Schriftliche Aufgabe ->
Schreib die Einträge unten vom Anfang bis einschließlich der Zeile mit „x=254, y=40“ als CSV mit zwei Spalten um, nur diese und keine weiteren. Die Spalte „eingabe“ enthält den Text jedes Eintrags, die Spalte „ausgabe“ seine Antwort, und jede Zeile steht für einen Eintrag, wobei jedes Feld in Anführungszeichen steht und Zeilenumbrüche zu Leerzeichen werden.

Bereitgestellte Angaben ->
────────────────────────────────────────

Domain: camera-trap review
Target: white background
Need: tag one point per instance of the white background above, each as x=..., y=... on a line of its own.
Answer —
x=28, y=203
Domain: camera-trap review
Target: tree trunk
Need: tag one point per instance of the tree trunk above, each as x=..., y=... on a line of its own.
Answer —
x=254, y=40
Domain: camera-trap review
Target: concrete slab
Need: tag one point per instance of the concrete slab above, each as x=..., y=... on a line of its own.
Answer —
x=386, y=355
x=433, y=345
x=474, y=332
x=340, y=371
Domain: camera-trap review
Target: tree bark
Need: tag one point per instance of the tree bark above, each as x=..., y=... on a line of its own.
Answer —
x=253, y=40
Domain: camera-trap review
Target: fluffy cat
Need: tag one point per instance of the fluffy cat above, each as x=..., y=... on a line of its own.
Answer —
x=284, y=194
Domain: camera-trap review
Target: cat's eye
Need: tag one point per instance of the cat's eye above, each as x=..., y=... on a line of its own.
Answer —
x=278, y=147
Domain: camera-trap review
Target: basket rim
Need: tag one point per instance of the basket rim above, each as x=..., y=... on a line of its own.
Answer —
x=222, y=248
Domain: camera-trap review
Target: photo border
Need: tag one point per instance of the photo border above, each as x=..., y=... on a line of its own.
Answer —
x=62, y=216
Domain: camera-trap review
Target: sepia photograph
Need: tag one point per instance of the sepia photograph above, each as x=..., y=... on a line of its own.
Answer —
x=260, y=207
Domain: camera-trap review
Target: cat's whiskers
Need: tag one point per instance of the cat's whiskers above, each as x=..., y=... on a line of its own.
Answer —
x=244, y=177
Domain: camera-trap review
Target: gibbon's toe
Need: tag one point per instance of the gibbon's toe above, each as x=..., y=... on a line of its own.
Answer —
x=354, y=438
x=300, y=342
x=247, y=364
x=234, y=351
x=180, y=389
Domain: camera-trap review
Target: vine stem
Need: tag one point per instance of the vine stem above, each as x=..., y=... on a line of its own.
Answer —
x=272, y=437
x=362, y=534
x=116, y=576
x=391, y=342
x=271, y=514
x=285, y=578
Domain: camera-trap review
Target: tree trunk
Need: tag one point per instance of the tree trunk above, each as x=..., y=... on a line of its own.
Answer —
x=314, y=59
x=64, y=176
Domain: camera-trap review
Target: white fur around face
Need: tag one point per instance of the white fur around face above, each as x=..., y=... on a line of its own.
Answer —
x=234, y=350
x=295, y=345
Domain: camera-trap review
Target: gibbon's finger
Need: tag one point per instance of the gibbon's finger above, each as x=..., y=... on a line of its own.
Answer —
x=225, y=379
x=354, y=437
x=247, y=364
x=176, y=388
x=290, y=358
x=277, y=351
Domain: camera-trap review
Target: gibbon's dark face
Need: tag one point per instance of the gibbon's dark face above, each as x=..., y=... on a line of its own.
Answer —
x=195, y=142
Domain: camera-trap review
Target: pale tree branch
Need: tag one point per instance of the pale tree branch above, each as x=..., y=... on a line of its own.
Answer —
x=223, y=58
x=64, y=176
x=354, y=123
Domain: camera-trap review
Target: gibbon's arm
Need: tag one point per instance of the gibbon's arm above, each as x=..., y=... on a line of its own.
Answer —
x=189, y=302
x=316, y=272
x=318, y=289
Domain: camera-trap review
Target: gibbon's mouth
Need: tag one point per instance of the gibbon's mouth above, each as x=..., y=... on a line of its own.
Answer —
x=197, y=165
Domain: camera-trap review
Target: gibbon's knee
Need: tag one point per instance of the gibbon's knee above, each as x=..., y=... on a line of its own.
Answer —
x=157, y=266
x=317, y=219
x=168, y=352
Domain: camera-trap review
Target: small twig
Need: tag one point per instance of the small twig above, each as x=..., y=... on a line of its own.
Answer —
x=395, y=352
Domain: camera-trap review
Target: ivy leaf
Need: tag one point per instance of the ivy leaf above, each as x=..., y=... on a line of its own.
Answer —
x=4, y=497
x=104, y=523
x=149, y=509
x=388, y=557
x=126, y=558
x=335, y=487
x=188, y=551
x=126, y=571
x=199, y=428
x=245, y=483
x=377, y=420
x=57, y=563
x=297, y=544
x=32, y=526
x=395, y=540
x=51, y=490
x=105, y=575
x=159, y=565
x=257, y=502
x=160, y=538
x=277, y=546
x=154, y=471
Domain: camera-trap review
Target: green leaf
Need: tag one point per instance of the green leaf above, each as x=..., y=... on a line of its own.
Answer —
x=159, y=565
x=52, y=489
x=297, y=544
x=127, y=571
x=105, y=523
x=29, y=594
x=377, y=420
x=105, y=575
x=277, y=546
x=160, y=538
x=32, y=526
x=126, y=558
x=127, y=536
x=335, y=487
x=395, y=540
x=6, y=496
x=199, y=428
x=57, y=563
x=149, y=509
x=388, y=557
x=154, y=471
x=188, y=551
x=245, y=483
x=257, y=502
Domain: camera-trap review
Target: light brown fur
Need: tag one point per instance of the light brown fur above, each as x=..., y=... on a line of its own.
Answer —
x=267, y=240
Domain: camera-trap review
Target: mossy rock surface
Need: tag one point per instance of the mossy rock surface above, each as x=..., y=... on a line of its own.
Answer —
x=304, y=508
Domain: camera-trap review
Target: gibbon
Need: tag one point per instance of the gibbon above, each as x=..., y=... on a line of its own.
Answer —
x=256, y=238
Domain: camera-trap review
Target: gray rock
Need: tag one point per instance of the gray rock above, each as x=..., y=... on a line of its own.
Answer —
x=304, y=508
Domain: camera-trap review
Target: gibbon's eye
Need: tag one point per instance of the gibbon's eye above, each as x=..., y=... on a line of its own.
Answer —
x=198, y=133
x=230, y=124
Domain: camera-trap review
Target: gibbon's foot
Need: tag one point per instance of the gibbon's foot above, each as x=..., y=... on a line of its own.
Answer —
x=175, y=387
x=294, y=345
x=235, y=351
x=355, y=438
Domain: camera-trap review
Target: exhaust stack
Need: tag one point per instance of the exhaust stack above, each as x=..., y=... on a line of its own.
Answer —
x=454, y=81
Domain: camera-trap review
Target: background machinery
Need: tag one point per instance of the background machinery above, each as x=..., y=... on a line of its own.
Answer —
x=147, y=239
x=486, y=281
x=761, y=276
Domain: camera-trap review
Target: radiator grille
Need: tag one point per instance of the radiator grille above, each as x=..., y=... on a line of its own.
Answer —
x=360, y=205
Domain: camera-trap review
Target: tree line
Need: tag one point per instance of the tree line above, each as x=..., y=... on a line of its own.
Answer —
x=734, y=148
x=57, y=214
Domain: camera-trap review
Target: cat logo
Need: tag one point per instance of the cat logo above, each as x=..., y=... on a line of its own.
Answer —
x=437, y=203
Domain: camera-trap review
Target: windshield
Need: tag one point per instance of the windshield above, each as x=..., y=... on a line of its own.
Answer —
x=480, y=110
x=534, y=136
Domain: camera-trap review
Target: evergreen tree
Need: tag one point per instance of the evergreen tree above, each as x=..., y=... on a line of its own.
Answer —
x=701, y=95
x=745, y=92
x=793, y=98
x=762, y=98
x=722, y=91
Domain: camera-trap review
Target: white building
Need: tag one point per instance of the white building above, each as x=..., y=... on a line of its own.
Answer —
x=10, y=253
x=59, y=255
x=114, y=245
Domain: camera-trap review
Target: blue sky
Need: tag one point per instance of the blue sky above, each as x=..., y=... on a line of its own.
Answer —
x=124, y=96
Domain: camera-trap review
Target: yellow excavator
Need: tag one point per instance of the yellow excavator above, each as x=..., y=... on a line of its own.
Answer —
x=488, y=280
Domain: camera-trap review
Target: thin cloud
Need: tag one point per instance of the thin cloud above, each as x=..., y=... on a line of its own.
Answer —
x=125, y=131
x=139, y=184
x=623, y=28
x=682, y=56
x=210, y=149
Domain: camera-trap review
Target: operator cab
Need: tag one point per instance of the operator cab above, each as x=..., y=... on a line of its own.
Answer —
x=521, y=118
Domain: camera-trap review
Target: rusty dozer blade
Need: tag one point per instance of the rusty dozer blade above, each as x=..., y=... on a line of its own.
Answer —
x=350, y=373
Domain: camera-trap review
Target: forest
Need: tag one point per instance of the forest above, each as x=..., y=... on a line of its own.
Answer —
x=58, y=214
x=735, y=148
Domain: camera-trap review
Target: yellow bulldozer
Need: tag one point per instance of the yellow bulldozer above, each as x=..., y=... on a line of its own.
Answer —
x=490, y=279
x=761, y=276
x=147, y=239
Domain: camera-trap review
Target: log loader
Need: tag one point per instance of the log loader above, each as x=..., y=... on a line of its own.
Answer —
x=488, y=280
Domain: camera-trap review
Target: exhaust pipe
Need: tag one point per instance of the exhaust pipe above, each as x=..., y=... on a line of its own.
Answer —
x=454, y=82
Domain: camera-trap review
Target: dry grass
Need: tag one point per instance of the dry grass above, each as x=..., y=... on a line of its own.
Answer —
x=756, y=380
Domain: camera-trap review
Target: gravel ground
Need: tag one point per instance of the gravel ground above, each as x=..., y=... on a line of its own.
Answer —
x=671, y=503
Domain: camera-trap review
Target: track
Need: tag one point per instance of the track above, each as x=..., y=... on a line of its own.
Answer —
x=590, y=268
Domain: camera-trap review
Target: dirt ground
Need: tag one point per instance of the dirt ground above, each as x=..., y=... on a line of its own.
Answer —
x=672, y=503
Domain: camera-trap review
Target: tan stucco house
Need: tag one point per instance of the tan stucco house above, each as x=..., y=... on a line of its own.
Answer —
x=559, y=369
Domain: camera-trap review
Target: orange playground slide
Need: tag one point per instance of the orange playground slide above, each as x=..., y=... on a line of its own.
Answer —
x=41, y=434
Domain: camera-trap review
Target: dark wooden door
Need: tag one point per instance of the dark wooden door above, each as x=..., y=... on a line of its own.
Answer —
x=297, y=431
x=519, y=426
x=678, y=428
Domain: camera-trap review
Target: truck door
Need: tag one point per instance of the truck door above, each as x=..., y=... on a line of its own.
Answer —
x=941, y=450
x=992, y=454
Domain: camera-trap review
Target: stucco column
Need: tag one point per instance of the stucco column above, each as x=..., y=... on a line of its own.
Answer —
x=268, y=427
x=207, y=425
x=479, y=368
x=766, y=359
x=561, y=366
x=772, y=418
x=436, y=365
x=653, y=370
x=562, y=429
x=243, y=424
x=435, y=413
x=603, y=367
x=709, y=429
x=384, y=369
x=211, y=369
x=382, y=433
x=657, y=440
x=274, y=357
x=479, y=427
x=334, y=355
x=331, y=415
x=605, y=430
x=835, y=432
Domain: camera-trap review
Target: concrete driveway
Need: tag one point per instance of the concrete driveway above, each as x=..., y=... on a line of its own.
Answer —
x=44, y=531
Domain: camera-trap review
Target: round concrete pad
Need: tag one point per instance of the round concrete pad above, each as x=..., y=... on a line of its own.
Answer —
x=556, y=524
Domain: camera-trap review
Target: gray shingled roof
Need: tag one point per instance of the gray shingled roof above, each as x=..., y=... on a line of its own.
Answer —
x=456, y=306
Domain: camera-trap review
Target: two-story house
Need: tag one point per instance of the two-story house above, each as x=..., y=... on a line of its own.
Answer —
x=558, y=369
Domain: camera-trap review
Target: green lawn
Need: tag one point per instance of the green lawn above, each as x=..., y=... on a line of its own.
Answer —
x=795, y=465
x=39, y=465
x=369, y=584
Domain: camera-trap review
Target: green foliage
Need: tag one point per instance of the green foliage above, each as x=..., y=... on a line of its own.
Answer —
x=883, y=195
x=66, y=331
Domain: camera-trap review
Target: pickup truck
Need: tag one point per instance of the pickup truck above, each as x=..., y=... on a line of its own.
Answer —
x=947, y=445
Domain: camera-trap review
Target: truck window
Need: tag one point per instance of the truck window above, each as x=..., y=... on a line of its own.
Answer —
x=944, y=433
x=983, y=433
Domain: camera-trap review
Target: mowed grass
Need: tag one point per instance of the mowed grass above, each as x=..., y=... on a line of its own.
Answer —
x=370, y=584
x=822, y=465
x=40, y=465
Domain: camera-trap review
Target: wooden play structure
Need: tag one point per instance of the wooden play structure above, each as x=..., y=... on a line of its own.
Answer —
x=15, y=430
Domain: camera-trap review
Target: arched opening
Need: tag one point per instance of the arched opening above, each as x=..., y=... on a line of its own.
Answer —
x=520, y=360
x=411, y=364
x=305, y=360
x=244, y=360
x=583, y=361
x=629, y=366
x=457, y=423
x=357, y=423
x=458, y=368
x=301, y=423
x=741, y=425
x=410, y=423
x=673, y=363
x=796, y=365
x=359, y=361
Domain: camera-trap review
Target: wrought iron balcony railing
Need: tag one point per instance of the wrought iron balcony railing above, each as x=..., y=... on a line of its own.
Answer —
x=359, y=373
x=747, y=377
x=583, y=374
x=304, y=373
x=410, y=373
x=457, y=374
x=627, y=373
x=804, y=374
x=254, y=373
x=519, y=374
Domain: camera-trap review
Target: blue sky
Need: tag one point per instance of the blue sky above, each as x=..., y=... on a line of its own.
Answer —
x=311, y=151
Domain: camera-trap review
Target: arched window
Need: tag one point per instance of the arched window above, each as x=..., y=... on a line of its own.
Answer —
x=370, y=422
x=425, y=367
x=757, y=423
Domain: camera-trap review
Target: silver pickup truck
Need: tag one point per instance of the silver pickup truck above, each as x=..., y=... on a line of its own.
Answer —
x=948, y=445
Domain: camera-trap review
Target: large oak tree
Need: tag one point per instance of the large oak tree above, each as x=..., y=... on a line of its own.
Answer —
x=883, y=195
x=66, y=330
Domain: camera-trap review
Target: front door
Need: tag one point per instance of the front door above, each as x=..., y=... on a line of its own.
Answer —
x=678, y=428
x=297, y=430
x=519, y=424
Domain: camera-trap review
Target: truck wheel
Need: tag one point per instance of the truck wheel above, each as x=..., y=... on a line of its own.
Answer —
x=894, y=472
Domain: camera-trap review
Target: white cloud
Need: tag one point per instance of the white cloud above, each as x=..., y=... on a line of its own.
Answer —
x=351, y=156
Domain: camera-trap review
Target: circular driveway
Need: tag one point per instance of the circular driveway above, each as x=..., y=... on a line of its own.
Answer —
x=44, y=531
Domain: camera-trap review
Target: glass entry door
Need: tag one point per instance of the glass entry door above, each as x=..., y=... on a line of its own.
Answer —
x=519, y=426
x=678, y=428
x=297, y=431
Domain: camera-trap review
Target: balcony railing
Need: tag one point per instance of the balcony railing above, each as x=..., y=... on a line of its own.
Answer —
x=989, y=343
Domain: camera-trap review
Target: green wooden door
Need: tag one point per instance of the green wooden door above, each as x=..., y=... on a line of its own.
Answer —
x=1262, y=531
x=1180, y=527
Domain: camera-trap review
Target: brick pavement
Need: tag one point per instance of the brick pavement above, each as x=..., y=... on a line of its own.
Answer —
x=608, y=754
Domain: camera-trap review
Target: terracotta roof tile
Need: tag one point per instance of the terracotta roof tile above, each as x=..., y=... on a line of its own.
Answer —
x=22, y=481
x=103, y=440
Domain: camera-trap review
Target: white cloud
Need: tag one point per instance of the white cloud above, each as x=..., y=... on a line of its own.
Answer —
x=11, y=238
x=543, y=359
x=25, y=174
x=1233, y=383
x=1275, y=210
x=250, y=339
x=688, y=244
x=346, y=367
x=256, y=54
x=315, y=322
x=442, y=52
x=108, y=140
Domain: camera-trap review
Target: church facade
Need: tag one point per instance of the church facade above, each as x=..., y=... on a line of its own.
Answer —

────────────────────────────────────────

Ausgabe zur Aufgabe ->
eingabe,ausgabe
"Domain: camera-trap review Target: white background Need: tag one point per instance of the white background above, each as x=..., y=... on a line of its own. Answer —","x=28, y=203"
"Domain: camera-trap review Target: tree trunk Need: tag one point per instance of the tree trunk above, each as x=..., y=... on a line of its own. Answer —","x=254, y=40"